DIRECTIVE:
Can you write out all of the data below word for word, leaving out any picture?

EXERCISE DATA:
━━━━━━

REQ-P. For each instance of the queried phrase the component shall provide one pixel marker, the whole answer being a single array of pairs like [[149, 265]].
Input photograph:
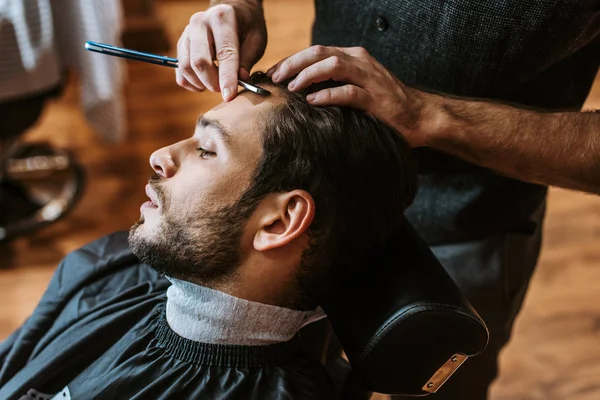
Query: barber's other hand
[[369, 86], [234, 33]]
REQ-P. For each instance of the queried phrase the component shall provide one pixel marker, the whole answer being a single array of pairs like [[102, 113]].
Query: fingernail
[[226, 93]]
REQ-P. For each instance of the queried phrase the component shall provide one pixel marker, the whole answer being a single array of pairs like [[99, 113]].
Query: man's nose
[[162, 162]]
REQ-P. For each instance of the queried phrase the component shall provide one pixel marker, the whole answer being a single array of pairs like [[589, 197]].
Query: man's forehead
[[246, 110]]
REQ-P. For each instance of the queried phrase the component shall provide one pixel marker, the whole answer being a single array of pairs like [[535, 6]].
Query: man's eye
[[205, 153]]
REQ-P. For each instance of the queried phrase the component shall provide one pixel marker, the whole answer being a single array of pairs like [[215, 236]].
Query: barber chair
[[402, 321]]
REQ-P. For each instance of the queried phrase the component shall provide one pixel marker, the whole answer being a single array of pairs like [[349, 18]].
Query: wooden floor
[[555, 351]]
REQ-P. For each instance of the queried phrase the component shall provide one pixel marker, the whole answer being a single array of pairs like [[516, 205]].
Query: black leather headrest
[[401, 319]]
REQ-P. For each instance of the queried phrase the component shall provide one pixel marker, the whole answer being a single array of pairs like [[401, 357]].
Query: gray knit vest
[[541, 53]]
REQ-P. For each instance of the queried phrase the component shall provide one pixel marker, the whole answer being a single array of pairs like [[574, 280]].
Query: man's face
[[193, 224]]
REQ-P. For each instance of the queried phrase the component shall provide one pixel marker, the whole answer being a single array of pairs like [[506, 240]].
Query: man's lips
[[153, 203]]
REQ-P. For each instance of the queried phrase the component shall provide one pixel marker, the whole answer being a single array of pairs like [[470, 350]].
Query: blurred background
[[554, 352]]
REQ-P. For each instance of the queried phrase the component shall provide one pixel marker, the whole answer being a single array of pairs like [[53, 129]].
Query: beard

━━━━━━

SOLUTION TO THIS TASK:
REQ-P. For each instance of the queried phrase the component shall provide one pixel marker, the whole answer being a single array of pairs like [[149, 265]].
Input photograph:
Query: barber's other hand
[[369, 86], [234, 33]]
REQ-P. For each instance of the queried phrase the component shall provide one pixel marker, the whole answer being a single array of pairs like [[102, 113]].
Query: fingernail
[[226, 93]]
REQ-P. For each instance of the queried phrase the component shall provide one pixel marker, the whole answer being a single array of pairs like [[99, 113]].
Query: man's nose
[[162, 162]]
REQ-P. For each instance of the queried phrase the component shall provide one pixel marker, the whole answer being a single array of pairs like [[589, 197]].
Query: man's forehead
[[246, 110]]
REQ-P. For each instance of the queried phrase the component shall provide one pixel marker, the whole answer being a single array of pairs like [[535, 6]].
Query: man's eye
[[205, 153]]
REQ-P. For each instance of the queried phrase the component shall provide one pixel marker, the whole answer being a single array of pairs like [[215, 236]].
Query: barber chair
[[402, 321]]
REQ-P. For each instance of the queried phrase the component shall provide one pixel marker, the whole answer being a single array of pairs like [[349, 18]].
Query: wooden floor
[[555, 351]]
REQ-P. For each instance of the queried phrase the component shall provide one pixel marker, the whole answer being a single array of pairs like [[516, 205]].
Query: black leather headrest
[[401, 319]]
REQ-P. For each instance of the queried phrase the component shall provide one pixel marker, the whole answer being a single array of pairs like [[401, 357]].
Query: gray knit vest
[[541, 53]]
REQ-P. For each instance of the queried phrase the component shall provide one pixel marker, the whole answer being a single array of pairs like [[574, 280]].
Query: man's face
[[193, 224]]
REQ-P. For each instance of the queried phrase the component shall provide one pixel marker, the whole answer being a single array of pairs like [[506, 240]].
Query: man's lips
[[153, 203]]
REQ-P. For each instance of the queried phrase the component shall provide one pixel marker, the whole answer being a single array of pairs like [[470, 350]].
Query: blurred background
[[554, 352]]
REQ-P. For each instance of the queried phrase the component shall provide one pixel marker, the whole answer being a single array of pairs like [[53, 129]].
Query: beard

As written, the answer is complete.